> [Problem]:
Which rows below contain the string "window"? Pick out each of them and copy it whole.

> [Extracted data]:
_ _ _ _

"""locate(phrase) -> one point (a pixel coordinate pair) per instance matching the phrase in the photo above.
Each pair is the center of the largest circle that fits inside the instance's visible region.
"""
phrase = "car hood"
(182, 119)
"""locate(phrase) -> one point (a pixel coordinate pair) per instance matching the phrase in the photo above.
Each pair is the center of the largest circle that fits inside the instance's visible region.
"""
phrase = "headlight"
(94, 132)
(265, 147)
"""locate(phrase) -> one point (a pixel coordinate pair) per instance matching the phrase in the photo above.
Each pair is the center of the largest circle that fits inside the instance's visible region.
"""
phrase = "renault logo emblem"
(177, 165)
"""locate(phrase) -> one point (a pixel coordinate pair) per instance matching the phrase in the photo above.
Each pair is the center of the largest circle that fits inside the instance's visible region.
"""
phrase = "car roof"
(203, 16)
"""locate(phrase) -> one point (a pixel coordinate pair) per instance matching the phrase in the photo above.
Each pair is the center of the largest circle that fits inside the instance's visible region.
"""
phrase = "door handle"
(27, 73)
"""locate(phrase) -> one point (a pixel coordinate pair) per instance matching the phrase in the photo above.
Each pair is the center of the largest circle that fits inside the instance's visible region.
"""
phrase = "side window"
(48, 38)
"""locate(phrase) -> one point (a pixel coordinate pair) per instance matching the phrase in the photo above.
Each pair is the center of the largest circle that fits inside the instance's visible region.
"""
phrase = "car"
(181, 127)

_ _ _ _

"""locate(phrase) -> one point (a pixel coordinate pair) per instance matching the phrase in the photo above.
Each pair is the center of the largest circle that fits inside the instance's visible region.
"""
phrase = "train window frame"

_ _ _ _

> [Solution below]:
phrase = "side window"
phrase = "train window frame"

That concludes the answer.